(Location labeling records)
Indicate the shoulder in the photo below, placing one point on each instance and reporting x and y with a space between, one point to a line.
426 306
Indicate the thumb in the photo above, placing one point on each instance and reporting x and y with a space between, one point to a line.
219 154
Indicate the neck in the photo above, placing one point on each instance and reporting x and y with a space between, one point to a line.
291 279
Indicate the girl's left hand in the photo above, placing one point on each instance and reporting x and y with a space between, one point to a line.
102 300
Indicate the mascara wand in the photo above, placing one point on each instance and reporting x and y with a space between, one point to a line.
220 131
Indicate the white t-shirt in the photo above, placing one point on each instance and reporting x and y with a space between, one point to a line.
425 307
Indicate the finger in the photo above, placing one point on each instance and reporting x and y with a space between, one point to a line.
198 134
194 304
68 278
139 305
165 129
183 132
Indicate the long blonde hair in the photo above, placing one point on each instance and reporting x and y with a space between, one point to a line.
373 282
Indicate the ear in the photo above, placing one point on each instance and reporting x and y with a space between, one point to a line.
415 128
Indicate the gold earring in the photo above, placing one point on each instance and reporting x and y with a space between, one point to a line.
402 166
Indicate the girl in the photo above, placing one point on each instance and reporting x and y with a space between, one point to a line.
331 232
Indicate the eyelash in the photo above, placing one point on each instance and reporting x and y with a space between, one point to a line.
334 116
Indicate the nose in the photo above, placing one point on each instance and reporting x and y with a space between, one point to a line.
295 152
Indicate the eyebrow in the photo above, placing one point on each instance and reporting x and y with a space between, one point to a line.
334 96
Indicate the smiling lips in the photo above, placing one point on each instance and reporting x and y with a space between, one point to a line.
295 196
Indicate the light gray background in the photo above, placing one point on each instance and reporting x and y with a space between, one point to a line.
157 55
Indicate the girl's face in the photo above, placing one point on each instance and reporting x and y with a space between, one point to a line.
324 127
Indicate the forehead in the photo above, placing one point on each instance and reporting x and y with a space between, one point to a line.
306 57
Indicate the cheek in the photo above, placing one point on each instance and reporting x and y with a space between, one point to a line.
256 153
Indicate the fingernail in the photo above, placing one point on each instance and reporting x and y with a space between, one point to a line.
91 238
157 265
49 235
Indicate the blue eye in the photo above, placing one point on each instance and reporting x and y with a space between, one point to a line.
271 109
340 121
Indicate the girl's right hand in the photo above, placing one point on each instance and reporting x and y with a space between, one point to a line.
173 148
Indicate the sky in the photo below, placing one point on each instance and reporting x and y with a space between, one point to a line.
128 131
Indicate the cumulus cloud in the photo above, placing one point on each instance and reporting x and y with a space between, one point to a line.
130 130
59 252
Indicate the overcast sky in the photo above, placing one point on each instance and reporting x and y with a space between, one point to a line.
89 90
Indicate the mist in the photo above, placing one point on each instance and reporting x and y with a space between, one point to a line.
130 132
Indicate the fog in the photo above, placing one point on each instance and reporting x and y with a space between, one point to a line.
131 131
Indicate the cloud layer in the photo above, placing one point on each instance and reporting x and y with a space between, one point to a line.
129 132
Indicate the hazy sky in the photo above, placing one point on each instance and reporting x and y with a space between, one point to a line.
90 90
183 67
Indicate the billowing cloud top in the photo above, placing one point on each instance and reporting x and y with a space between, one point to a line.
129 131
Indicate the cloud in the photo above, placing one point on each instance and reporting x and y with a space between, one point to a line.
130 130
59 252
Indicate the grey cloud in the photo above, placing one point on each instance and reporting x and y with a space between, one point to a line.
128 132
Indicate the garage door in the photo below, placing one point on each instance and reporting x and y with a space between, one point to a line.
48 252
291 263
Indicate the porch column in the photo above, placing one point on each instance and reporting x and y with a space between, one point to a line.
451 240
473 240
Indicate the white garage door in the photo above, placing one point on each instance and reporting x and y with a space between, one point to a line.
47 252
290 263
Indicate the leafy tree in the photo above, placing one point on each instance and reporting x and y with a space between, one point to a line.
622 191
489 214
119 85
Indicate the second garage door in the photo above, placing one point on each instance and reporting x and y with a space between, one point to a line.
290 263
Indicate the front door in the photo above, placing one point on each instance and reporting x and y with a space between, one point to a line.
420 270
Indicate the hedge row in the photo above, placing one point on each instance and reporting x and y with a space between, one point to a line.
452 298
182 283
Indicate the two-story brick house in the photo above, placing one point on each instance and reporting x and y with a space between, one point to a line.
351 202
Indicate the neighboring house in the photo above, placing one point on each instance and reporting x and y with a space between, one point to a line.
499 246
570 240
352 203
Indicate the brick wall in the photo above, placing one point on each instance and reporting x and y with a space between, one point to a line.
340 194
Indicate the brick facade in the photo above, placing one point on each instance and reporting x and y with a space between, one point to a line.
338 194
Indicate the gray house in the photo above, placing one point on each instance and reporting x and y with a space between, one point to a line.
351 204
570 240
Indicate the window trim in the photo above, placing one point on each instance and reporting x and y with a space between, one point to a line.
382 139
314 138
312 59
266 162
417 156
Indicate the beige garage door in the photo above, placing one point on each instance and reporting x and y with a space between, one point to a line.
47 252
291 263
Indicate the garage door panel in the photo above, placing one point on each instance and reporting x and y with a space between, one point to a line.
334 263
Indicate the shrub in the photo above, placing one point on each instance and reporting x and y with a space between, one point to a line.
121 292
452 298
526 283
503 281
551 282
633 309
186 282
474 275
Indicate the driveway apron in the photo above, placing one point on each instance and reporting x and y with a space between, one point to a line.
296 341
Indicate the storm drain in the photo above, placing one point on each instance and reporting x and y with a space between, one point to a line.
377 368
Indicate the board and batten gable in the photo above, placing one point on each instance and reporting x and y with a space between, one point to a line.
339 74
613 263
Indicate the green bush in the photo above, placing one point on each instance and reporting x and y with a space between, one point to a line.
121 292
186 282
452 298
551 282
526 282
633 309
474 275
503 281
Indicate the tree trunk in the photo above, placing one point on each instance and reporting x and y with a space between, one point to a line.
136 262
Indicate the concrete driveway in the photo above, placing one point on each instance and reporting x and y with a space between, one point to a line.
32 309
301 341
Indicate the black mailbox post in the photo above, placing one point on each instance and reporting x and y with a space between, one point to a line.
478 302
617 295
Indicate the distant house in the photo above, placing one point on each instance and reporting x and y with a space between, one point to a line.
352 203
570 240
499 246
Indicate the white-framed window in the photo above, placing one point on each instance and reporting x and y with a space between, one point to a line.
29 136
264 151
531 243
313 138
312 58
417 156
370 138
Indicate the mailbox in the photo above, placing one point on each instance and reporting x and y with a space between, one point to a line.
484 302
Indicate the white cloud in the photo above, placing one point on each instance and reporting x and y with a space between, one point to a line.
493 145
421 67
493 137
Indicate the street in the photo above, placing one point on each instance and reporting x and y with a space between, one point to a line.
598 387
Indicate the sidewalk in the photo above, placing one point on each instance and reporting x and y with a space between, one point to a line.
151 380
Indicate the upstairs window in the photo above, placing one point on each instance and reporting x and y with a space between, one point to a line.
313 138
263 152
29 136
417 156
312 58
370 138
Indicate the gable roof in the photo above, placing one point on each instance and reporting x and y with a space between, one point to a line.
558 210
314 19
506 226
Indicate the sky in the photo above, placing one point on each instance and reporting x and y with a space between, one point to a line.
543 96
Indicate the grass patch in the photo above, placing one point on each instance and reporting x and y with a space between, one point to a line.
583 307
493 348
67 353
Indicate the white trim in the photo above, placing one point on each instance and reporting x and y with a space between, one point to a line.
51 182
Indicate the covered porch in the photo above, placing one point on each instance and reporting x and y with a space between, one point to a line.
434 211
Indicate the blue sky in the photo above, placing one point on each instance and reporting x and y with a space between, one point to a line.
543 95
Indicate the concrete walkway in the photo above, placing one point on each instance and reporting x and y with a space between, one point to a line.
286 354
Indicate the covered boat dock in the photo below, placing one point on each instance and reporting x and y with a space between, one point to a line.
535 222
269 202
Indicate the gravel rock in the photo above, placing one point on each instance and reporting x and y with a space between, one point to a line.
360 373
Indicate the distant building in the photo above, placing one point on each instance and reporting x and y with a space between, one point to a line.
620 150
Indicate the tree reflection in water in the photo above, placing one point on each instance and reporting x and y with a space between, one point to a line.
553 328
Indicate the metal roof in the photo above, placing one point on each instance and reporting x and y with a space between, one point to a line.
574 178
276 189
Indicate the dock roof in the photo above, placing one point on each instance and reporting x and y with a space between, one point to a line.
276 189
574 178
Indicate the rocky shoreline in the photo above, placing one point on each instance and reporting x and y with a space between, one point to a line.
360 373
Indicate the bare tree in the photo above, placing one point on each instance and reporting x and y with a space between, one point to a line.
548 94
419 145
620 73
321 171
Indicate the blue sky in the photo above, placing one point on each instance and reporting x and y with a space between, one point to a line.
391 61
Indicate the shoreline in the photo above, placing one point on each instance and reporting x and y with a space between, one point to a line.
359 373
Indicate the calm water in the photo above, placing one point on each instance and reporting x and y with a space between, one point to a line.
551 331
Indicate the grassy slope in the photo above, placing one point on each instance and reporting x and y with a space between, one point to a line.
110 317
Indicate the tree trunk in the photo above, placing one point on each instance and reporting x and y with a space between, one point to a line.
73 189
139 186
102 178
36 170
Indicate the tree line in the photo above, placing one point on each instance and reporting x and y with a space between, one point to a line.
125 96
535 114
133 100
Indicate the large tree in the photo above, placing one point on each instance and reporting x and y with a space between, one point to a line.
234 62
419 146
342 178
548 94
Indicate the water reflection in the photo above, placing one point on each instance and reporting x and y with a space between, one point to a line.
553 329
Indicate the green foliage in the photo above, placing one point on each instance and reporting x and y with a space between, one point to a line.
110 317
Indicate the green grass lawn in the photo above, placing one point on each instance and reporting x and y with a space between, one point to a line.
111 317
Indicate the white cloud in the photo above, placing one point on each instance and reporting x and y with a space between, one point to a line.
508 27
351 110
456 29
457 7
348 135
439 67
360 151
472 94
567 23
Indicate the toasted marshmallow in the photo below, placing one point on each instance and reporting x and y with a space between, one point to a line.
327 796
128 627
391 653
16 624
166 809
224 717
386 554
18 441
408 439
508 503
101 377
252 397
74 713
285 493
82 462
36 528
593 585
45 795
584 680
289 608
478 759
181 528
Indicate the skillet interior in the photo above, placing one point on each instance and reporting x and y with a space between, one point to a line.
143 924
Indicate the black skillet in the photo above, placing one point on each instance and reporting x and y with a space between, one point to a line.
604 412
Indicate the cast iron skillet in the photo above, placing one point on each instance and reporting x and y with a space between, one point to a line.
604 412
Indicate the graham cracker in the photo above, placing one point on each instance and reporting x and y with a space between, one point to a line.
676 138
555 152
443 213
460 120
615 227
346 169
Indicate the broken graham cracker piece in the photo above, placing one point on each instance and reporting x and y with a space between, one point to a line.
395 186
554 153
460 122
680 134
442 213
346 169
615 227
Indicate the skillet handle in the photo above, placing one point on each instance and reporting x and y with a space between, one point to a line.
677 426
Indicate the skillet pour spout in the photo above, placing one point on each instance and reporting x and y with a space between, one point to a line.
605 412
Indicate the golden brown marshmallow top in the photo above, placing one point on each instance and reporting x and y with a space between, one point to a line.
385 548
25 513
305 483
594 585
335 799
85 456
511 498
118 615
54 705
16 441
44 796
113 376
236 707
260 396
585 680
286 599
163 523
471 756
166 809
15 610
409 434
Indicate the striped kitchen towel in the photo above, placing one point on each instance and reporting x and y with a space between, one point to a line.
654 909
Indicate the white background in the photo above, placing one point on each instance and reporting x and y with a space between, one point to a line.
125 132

▶ What you will do: Quote every line from the line containing "Indicate the skillet pour" through the closing line of the listing, including both.

▶ Result of the exercise:
Indicate the skillet pour spout in the photo above, placing one point on each instance and reporting x and y with a space between, one point to a line.
605 412
Indicate the golden brown marshmallow top in the photo above, placing one point on each instance and reporting x and y with a space between, one point to a line.
385 548
25 513
305 483
594 585
335 799
85 456
511 498
118 615
54 705
16 441
44 796
113 376
236 707
260 396
585 680
286 599
163 523
471 756
166 809
15 610
409 434
Indicate the striped kitchen towel in the photo above, placing one point on each instance and reporting x and y with a space between, one point to a line.
654 909
Indicate the white background in the photo above, placing one point on each instance and reporting x and y with a space between, one point to a line.
125 132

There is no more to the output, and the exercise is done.